Stored dataset items
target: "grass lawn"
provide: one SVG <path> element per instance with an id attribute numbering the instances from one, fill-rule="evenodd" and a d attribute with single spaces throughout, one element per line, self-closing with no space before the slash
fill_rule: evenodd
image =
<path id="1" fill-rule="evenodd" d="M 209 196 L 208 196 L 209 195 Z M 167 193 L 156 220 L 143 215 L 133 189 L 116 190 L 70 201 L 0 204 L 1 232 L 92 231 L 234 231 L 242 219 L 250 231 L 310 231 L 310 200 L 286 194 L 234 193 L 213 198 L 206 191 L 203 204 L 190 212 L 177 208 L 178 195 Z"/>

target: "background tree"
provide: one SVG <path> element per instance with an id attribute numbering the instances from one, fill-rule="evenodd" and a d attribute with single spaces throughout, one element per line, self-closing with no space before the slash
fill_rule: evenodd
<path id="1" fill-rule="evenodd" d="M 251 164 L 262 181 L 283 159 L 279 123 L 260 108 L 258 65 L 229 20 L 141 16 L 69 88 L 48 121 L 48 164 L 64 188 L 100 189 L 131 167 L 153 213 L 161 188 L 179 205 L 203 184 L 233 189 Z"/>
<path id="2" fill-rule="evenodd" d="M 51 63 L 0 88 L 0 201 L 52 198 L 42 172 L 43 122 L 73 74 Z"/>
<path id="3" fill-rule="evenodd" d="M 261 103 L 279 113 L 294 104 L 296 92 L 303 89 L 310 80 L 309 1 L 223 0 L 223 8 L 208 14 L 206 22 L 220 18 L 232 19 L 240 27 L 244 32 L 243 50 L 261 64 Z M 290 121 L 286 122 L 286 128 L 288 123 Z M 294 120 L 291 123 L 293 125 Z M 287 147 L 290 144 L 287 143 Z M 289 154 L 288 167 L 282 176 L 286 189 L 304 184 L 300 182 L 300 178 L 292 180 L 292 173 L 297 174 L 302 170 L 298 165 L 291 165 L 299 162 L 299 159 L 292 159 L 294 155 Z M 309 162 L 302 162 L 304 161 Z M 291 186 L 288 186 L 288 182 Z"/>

● Written problem
Rewrite the lines as a numbered list, starting with the first line and ending with the line that contains "209 196 L 208". Leave out any blank lines.

● Task response
1. target: "grass lawn"
2. provide: one SVG <path> element per instance with an id attribute numbering the instances from one, fill-rule="evenodd" and a d attribute with single spaces throughout, one element per line, self-closing with no space before the slash
3. fill_rule: evenodd
4. image =
5. <path id="1" fill-rule="evenodd" d="M 209 196 L 208 196 L 209 195 Z M 167 193 L 156 220 L 143 215 L 133 189 L 116 190 L 70 201 L 0 204 L 1 232 L 92 231 L 234 231 L 242 219 L 250 231 L 310 231 L 310 200 L 286 194 L 234 193 L 213 198 L 206 191 L 203 204 L 190 212 L 177 208 L 178 195 Z"/>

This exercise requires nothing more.